■ WORK TASK 1: Using the post about a communion in Sicily below, state whether each statement agrees with it: (a) masks are required in church until the end of June; (b) a covid test costs approximately 50 euros per person; (c) the sister-in-law's family has four members. Answer yes or no for each, and quote the deciding words.
■ WORK TASK 2: Resume the post about a communion in Sicily from its final sentence.

■ TEXT BLOCK:

::::::::

It’s been one hell of a week in Sicily, literally.
On Sunday, I was at my nephew’s first holy communion celebration, usually an elaborate affair in small-town Sicily.
The festivities involve religious service attendance and rituals as well as some social requirements. These include buying appropriate clothing, some preening and grooming, followed by an elaborate lunch at a restaurant. None of these is law, but it seems most adhere to these conventions.
This year, thanks to Covid, we’ve had many new regulations and hoops to jump through as Italy has only just begun to open up to tourists and events. So, for example, in church, social distancing is still in place, mask-wearing is still in place (until the end of June, then we are free!!).
As for gatherings like communions, weddings and other such events, you either need to be vaccinated or have a covid test to attend. Our poor suffering nostrils (as most places do a nasal test) and pockets (as each test costs approx 15 to 30 euros per person!) It seems everyone is rushing to get married like so many people had to postpone.
The other day I was reflecting with my husband about how the Italian economy skipped a year because of Covid, literally! Just imagine all of those in the tourist industry who didn’t get any visitors for a year. Restaurants didn’t get any bookings (except for those who pivoted into takeaway food).
Not forgetting gift stores, jewellery stores and even those places that make the Bomboniere keepsakes that Italians are all so fond of were out of the loop.
But now, thank goodness it seems Italians are rushing to make up for lost time. My sister in law, for example, this summer has three weddings, a communion and a confirmation (they are a family of five, so you do the math when it comes to covid test payments!!)

::::::::

■ SUPPLIED ENTRIES:
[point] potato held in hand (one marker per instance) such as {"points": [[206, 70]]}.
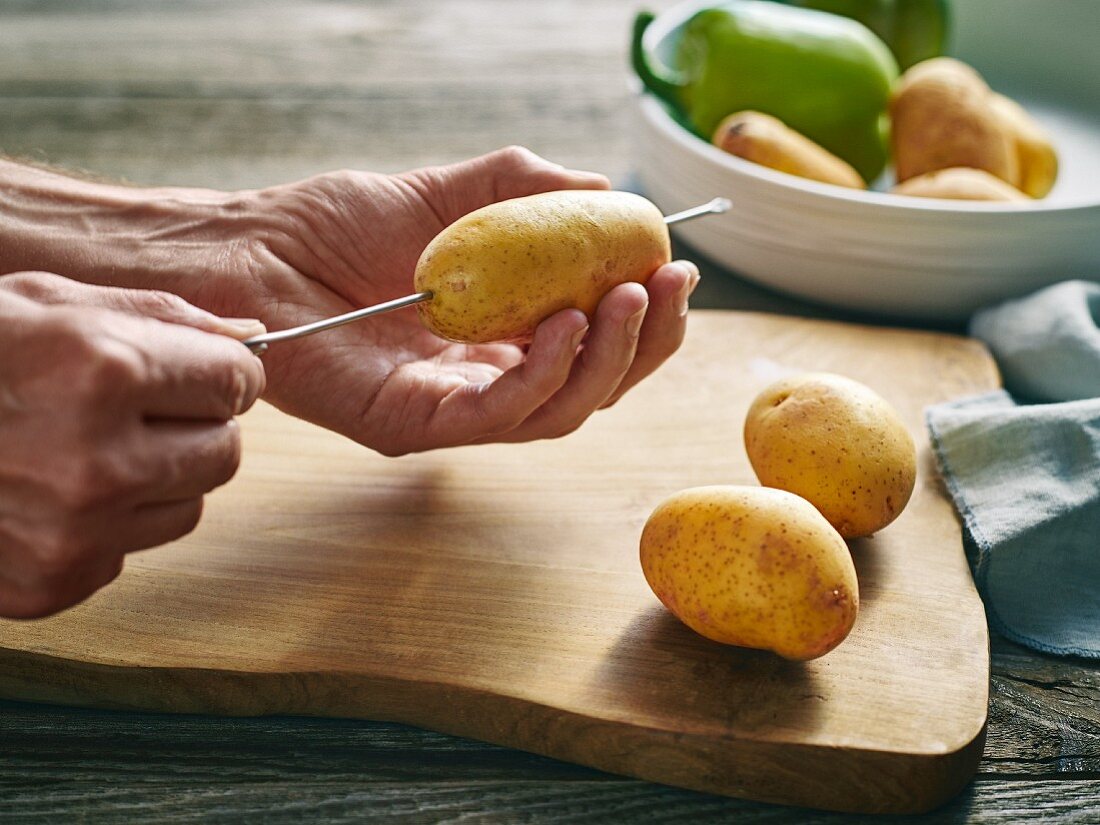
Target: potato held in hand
{"points": [[499, 271], [838, 444], [751, 567]]}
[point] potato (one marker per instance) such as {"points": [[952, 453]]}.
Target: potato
{"points": [[751, 567], [499, 271], [838, 444], [1038, 162], [946, 117], [959, 184], [942, 118], [769, 142]]}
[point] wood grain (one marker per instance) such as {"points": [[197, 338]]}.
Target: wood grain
{"points": [[495, 593]]}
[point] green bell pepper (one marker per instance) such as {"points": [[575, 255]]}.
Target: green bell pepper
{"points": [[825, 76], [915, 30]]}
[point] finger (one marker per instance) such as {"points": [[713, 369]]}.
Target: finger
{"points": [[517, 172], [475, 410], [666, 322], [39, 600], [45, 287], [193, 458], [152, 525], [198, 375], [606, 358], [513, 172]]}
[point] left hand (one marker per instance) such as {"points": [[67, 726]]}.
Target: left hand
{"points": [[340, 241]]}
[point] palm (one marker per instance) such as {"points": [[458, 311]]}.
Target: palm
{"points": [[352, 240]]}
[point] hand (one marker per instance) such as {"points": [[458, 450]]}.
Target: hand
{"points": [[347, 240], [116, 417]]}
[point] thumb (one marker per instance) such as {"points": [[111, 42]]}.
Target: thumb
{"points": [[45, 287]]}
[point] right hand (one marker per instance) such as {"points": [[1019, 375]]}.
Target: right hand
{"points": [[117, 414]]}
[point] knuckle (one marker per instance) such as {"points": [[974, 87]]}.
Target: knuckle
{"points": [[157, 301], [517, 156], [34, 285], [56, 550], [229, 454], [96, 480]]}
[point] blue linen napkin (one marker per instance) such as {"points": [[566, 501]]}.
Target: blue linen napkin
{"points": [[1023, 469]]}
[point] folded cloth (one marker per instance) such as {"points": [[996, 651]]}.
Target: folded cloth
{"points": [[1023, 469]]}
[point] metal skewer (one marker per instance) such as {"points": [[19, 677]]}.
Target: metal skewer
{"points": [[259, 343]]}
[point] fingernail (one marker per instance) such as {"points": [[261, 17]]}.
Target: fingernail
{"points": [[692, 271], [243, 327]]}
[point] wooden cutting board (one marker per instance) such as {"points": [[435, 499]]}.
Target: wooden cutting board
{"points": [[495, 592]]}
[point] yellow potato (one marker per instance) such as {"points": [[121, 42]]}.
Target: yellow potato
{"points": [[499, 271], [1038, 162], [959, 184], [838, 444], [769, 142], [942, 118], [751, 567]]}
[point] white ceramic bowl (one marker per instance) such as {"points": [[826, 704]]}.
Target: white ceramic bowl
{"points": [[908, 257]]}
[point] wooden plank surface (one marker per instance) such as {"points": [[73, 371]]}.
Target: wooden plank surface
{"points": [[120, 87], [495, 592]]}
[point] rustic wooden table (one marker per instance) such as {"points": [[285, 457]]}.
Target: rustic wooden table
{"points": [[246, 94]]}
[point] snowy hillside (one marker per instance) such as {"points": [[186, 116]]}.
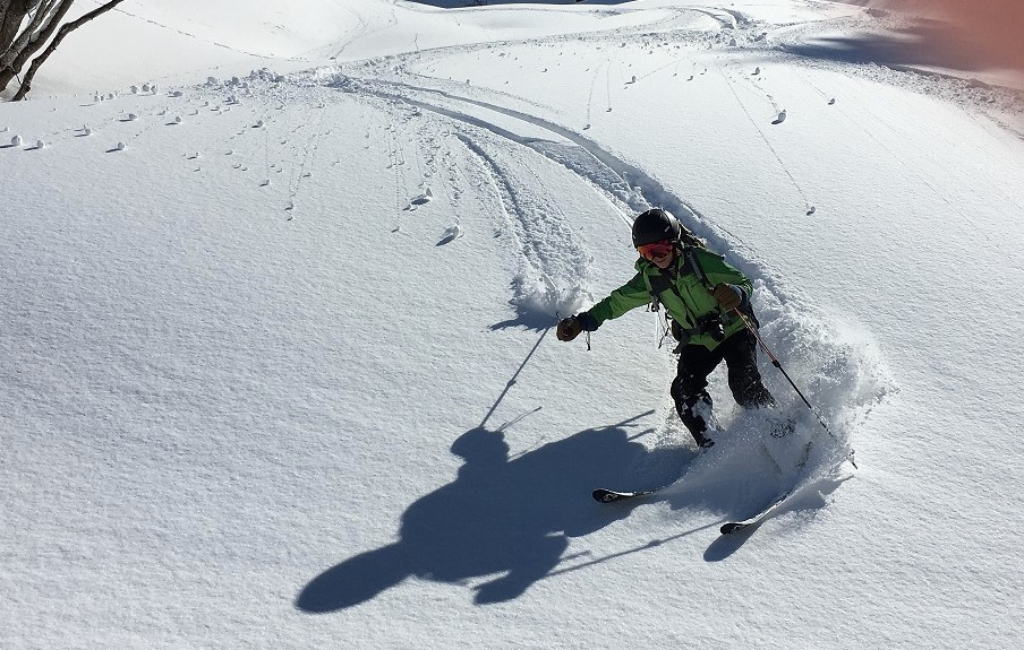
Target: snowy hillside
{"points": [[279, 361]]}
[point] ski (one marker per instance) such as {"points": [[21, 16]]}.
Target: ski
{"points": [[731, 527], [603, 495]]}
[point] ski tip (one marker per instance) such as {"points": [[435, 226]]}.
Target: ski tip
{"points": [[602, 495]]}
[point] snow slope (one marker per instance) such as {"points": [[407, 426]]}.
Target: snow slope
{"points": [[278, 361]]}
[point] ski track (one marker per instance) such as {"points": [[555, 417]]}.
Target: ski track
{"points": [[550, 262], [783, 316]]}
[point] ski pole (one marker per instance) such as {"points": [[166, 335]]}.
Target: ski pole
{"points": [[778, 364]]}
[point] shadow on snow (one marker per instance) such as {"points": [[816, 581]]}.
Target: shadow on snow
{"points": [[501, 515]]}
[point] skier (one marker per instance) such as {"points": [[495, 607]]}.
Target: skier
{"points": [[701, 295]]}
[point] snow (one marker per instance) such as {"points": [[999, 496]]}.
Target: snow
{"points": [[279, 367]]}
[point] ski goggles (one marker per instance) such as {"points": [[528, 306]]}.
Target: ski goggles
{"points": [[655, 249]]}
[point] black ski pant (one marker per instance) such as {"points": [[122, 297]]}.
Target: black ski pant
{"points": [[696, 362]]}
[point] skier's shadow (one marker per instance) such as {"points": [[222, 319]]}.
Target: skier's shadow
{"points": [[507, 520]]}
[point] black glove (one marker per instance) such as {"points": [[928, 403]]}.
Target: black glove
{"points": [[728, 297], [568, 329]]}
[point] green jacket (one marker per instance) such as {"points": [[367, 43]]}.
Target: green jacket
{"points": [[685, 296]]}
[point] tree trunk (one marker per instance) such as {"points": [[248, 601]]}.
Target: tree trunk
{"points": [[61, 33], [12, 12]]}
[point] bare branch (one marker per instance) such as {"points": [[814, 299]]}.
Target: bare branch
{"points": [[61, 33]]}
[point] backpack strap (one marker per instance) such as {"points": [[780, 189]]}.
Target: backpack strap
{"points": [[691, 259]]}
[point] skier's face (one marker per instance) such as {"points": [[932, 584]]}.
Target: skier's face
{"points": [[660, 253]]}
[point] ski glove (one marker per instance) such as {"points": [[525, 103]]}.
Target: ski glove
{"points": [[728, 296], [568, 329]]}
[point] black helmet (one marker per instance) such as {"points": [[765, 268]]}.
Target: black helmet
{"points": [[654, 225]]}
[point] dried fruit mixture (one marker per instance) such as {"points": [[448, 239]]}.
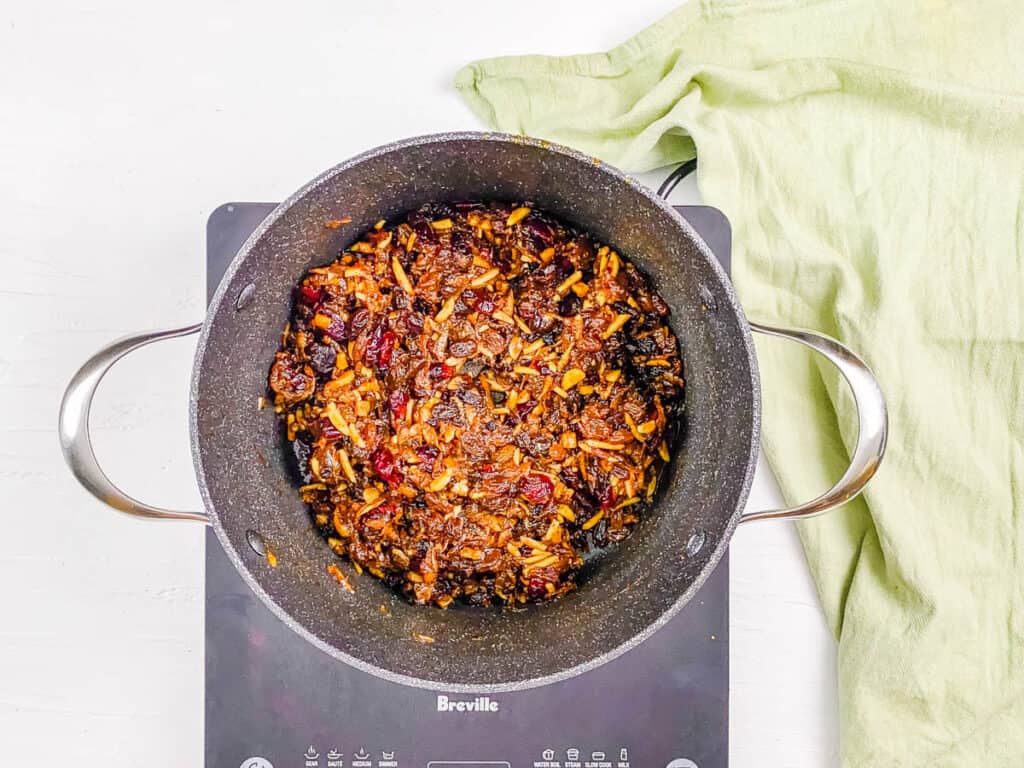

::::::::

■ TASK RESULT 1:
(a) Yes: "mask-wearing is still in place (until the end of June, then we are free!!)"
(b) No: "each test costs approx 15 to 30 euros per person!"
(c) No: "they are a family of five"

■ TASK RESULT 2:
Getting back to the communion party, that turned into hell. After church, we went to the local restaurant, which had four different communion celebrations and random guests for lunch, so the place was packed.
Now we were allowed to stay without masks at the tables, but we were supposed to keep them on if we circulated. In theory, this sounds kind of harsh, but it became pretty much impossible to maintain because of another anti-Covid regulation.
The restaurant was only allowed to use open windows to ventilate the venue, and no air conditioning was not allowed. Now, this might have been fine if we were in May, but we got a visit from the scirocco on this particular day.
The scirocco is an infernal African air current from the desert that whips up the heat in the Mediterranean to unbearable levels during the summer. If this hot wind is still, the day is pleasant, but it makes the air too hot to breathe if it is on the prowl.
There is even a verb someone who is sciroccato has fallen victim to the scirocco, literally withered and windswept by the arid breeze. A victim of this Sahara based hurricane isn’t a good sight to behold, tired out, dehydrated and perpetually perspiring.
The best cure is to bathe in the calm sea, find some shade under a beach umbrella, drink plenty of water and wait for the first rains of August.
In Italian, sciroccato is a dazed and confused person who behaves bizarrely and incomprehensibly.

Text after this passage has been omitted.